### WHAT IS ASKED
Retype the data below line for line, leaving out the pictures.

(Excerpt from a dataset)
= = = = = = =

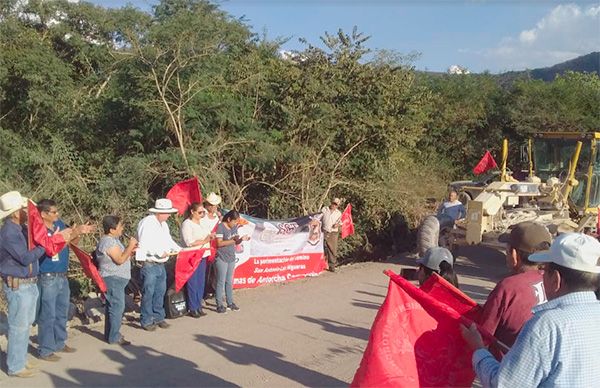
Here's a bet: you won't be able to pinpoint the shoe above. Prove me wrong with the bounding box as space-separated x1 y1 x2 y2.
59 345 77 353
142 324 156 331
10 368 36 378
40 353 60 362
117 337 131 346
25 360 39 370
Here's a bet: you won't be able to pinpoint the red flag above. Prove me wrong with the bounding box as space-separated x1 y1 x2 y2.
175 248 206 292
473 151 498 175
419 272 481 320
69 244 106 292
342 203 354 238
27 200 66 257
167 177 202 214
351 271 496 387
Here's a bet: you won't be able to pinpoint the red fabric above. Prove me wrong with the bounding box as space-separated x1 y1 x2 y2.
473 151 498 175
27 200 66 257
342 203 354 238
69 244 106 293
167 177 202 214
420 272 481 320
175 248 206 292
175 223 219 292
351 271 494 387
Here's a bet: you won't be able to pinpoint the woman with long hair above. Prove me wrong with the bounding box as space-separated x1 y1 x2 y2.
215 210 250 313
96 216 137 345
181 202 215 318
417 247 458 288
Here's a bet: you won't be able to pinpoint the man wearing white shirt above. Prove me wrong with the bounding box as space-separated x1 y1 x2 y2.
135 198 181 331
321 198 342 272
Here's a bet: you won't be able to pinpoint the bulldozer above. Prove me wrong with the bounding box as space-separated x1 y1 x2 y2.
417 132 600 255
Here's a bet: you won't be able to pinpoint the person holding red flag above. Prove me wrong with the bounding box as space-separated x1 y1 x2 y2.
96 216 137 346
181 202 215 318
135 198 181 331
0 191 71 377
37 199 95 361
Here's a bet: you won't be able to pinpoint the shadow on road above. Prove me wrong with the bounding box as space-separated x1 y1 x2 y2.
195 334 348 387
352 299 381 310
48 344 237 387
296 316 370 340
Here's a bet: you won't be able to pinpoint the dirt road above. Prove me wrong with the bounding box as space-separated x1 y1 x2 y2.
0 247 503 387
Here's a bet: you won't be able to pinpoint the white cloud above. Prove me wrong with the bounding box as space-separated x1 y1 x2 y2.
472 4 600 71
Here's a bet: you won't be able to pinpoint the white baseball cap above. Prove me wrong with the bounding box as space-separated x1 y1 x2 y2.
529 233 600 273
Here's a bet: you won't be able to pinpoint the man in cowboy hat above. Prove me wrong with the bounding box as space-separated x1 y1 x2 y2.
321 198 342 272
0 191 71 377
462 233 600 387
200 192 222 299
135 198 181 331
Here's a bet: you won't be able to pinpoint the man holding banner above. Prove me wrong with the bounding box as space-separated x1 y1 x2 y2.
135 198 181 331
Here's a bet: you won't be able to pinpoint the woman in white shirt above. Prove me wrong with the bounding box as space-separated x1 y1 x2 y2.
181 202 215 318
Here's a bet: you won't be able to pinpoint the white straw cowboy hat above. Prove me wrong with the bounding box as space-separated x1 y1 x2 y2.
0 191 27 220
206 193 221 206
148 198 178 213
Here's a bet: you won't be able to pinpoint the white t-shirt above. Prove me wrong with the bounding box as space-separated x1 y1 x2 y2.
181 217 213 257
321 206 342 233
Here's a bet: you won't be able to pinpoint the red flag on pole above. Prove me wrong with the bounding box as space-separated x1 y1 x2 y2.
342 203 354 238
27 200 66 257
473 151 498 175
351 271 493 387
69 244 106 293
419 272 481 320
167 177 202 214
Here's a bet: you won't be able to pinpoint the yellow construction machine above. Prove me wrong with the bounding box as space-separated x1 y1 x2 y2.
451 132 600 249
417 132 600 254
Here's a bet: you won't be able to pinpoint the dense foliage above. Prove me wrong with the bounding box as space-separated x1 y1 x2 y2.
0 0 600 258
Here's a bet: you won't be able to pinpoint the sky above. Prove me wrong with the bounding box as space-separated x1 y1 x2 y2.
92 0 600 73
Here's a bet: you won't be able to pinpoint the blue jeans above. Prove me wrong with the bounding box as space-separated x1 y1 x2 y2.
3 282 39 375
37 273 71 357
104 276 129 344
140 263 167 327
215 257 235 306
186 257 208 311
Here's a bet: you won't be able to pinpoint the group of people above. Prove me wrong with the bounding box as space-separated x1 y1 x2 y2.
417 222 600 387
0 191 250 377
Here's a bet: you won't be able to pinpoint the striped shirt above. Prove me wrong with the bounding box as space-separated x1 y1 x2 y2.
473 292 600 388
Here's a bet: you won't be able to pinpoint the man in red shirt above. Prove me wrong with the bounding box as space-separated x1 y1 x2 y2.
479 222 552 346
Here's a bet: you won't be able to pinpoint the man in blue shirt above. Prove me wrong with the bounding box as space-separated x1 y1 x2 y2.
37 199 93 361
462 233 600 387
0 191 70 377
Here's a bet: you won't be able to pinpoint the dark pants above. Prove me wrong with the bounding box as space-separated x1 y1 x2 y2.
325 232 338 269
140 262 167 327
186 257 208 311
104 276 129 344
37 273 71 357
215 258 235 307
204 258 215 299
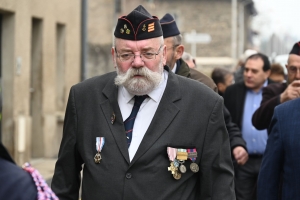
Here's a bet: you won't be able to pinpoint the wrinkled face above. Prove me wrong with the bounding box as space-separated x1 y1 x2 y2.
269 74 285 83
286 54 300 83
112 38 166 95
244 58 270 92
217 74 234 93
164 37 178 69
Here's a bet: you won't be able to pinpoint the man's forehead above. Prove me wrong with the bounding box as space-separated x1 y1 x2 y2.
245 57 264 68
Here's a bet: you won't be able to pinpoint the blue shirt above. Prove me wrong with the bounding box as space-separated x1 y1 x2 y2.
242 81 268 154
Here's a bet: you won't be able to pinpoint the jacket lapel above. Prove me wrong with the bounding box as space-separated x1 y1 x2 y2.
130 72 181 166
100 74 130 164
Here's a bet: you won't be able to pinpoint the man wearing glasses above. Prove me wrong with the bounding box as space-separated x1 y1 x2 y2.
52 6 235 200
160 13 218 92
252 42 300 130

= = = = = = =

### CORRECT RESPONSE
Here's a bet: you won't be able to pinpoint the shoe above. Prove me wrong with the bounding box as space-separated x1 y1 x2 y2.
59 345 77 353
142 324 156 331
10 368 36 378
40 353 60 362
117 337 131 346
25 360 39 370
Here's a bet: you won't be able to pinpoint the red flag above. Prove me wrong with the bounding box as space-separated x1 y1 x2 y2.
175 248 206 292
473 151 498 175
419 272 481 320
69 244 106 292
342 203 354 238
27 200 66 257
167 177 202 214
351 271 496 387
Here's a bet: you won't be able to pinpoint the red fabric above. Prove me wrong with the bounding box as space-separated x1 y1 x2 y2.
473 151 498 175
27 200 66 257
342 203 354 238
69 244 106 293
167 177 202 214
420 272 481 320
175 248 206 292
175 223 219 292
351 271 494 387
Here's a bet: you won't be able to pinpoint the woman with long hair above. Prove me wrong with the bounding box as space-separated x1 y1 x2 y2.
215 210 250 313
96 216 137 345
181 202 215 318
417 247 458 288
Here's a bet: you won't be able to pinpoint the man wearing white shirt above. Prove me wrong with the bounding box as space-separated x1 y1 x2 y2.
135 198 181 331
321 198 342 272
Here's a bet: you won't be able to pinpoint the bulldozer above. Prove me wrong with the bounding box as space-separated x1 y1 x2 y2.
417 132 600 255
Here's a bet: you won't be able to pinpoint the person holding red flag above. Prove me wrong with the bounding box as space-separated x1 y1 x2 y2.
96 216 137 346
181 202 215 318
135 198 181 331
0 191 71 377
37 199 95 361
Here's a bet: you won't be able to pinpoint the shadow on road above. Prove me wrong with the bounding box as space-separated x1 y1 x2 y2.
195 334 348 387
352 299 381 310
48 344 237 387
296 316 370 340
Here's a bet: you won't be able to pinpoint the dirt road above. Prove me wrong with the bounding box as space-separated x1 y1 x2 y2.
0 247 503 387
Here's a bet: you won't be able to pinpoint the white cloud above. Prove me wrong with the bounding box as space-separated x1 y1 x2 y2.
472 4 600 71
Here's a bet: you won't be able to pinpoint the white baseball cap above. Prove me wrong with the bounding box as space-separated x1 y1 x2 y2.
529 233 600 273
Here's a bet: you won't be able to pinpoint the man in cowboy hat above. Prove me wrong with the bounding box as space-separated x1 y1 x2 y2.
321 198 342 272
0 191 71 377
462 233 600 387
200 192 222 299
135 198 181 331
Here's a bet: you won't be able to pinpoint the man holding banner above. Prove me wrong with the bounding box as space-separated x1 y1 x2 y2.
135 198 181 331
Here's a bet: you won't be able to pinpoint the woman in white shirt above. Prove me wrong with the bounding box as space-separated x1 y1 x2 y2.
181 202 215 318
Here's a bet: you won't be able to pinpoint the white straw cowboy hat above. Prove me wrong with the bounding box as space-separated x1 y1 x2 y2.
0 191 27 220
206 193 221 206
148 198 178 213
Here's a bet: you won't be able to pinpoint the white t-shirt above. Prove me wrong with the bounding box as space-separated x1 y1 x2 y2.
181 217 213 257
321 206 342 233
Here's a bet: you won't be able to pinpoint the red flag on pole above. Prove me wrong with the bounding box as space-separated x1 y1 x2 y2.
342 203 354 238
27 200 66 257
473 151 498 175
351 271 493 387
69 244 106 293
419 272 481 320
167 177 202 214
Here's a bet: you won't be able to pinpoint the yellow construction machine above. Prove me wrong with the bounding box as space-separated x1 y1 x2 y2.
451 132 600 249
417 132 600 254
Here's a bet: you won't be able to pinpoint the dense foliage above. Prove me wrong with the bounding box as space-separated x1 y1 x2 y2.
0 0 600 258
Here's a bet: you won't be able to pinpoint the sky above. Prove me wrong with the bounding box as space-separated x1 y1 x2 y2.
92 0 600 73
Here's a bet: you won't be able to pinpoint the blue jeans above. Prove me wrong with the bounding box as space-separated x1 y1 x2 y2.
3 282 39 375
37 273 71 357
104 276 129 344
140 263 167 327
215 257 235 306
186 257 208 311
Here's a bet: you won't be able to pinpoint the group of people above. Prove me wrong with the bounding box as space-separated x1 y1 x2 y2.
417 222 600 387
0 191 250 377
Here's a bet: you won't be able to pinpoint the striped shirt above. Prove me wrong with the bounding box as space-separated x1 y1 x2 y2.
473 292 600 388
Here's a bet: you won't be able to pinpoint the man in red shirt above. Prove me wrong with the bounding box as space-separated x1 y1 x2 y2.
479 222 552 346
Here's a bet: you won't be able to pinpoint the man in blue shirt above. Prove me wrong with the bounding box as space-separated x1 y1 x2 y2.
37 199 93 361
462 233 600 387
0 191 70 377
Here's a bet: you won't be able to pinpoint the dark pants above. Prove me wrong with the bounding box as space-separated x1 y1 x2 y2.
325 232 338 269
140 262 167 327
186 257 208 311
104 276 129 344
37 273 71 357
215 258 235 307
204 258 215 299
Here's a bet: you won't be able to pinpoint the wrinkled face above. Prove me wrong with the bounding box as space-separated x1 y1 x2 y2.
269 74 285 83
286 54 300 83
112 38 166 95
244 58 270 92
217 74 234 93
164 37 178 69
Here's a bet: you won't be able to pinpoint the man's forehead above. Prove me wrong with the bounding box as space-separated x1 y1 x2 y2.
245 57 264 68
Here's a bet: you won't be able to pinpoint the blue shirt above. Prove me wrong with the bounding box as space-separated x1 y1 x2 y2.
242 81 268 154
Here's a bet: you won't be able to pinpoint the jacket lapel above. Prove me wrong with the bounding box as space-separated x1 y1 x2 y2.
130 72 181 166
100 74 130 164
Here's a bet: you won't be able to pinpoint the man wearing glasses above. Prove me wrong with the bounding box as space-separated x1 y1 x2 y2.
52 6 235 200
160 13 218 92
252 42 300 130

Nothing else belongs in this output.